Text section
+-------+

VxRail: ESXi SSH is left enabled on primary VxRail node after nightly advisory report on 7.0.45x
Summary: ESXi SSH is left enabled on the primary VxRail node after nightly advisory report on 7.0.45x.
Symptoms
This knowledge article is for customers who have security concerns if the SSH service is in an enabled state on ESXi. It is possible that the nightly VxRail advisory report check is leaving SSH in an enabled state on the primary VxRail node.
This is seen when health check sub modules are temporarily enabling TSM-SSH on the ESXi nodes simultaneously.
Scenario 1:
The health check sub component "Radar" (part of the VxRail health-checks, pre-checks, and ADC) has multiple modules that are part of its automation.
The modules in question are "vsan_disk_utilization_check" and "VxVerify" that are conflicting with each other.

+-------+

What to do
1. Write out the part of the VxRail SSH article starting with "VxRail: ESXi SSH" and going on through "primary VxRail node.".
2. Summarize the VxRail SSH article in two sentences.
3. Continue the VxRail SSH article, starting after its last sentence.
The listing after the VxRail SSH article isn't needed here.

Dataset excerpt
+-------+

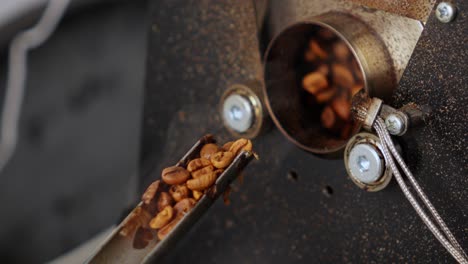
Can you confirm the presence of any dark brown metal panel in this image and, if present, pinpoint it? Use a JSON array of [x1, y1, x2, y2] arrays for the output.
[[141, 0, 468, 264]]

+-------+

Answers for the exercise
1.
VxRail: ESXi SSH is left enabled on primary VxRail node after nightly advisory report on 7.0.45x
Summary: ESXi SSH is left enabled on the primary VxRail node after nightly advisory report on 7.0.45x.
Symptoms
This knowledge article is for customers who have security concerns if the SSH service is in an enabled state on ESXi. It is possible that the nightly VxRail advisory report check is leaving SSH in an enabled state on the primary VxRail node.

2. The nightly VxRail advisory report check on 7.0.45x can leave SSH enabled on the primary VxRail node, which matters to customers with security concerns. This happens when health check sub modules temporarily enable TSM-SSH on the ESXi nodes at the same time; in the first scenario, the Radar modules "vsan_disk_utilization_check" and "VxVerify" conflict with each other.

3.
Example log snippet on enabling SSH for module "vsan_disk_utilization_check":
Radar.log from VxRail Manager: 2023-06-22 00:20:52,403.403Z INFO [vsan_disk_utilization_check] Running cmd on: hst011.cwf.fr > esxcli vsan health cluster get --test=diskspace|grep % [remote_utils.py:114] shell.log from primary VxRail node: 2023-06-21T00:20:53.214Z SSH[6061650]: SSH login enabled
An example log snippet on detecting the SSH status on all nodes for VxVerify to revert its SSH status when finished:
VxVerify vxv.log from the VxRail Manager: 2023-06-22 00:20:59-INFO [host_ssh_check] SSH status for node01.domain.tld is initially enabled
Example log snippet on disabling SSH for module "vsan_disk_utilization_check"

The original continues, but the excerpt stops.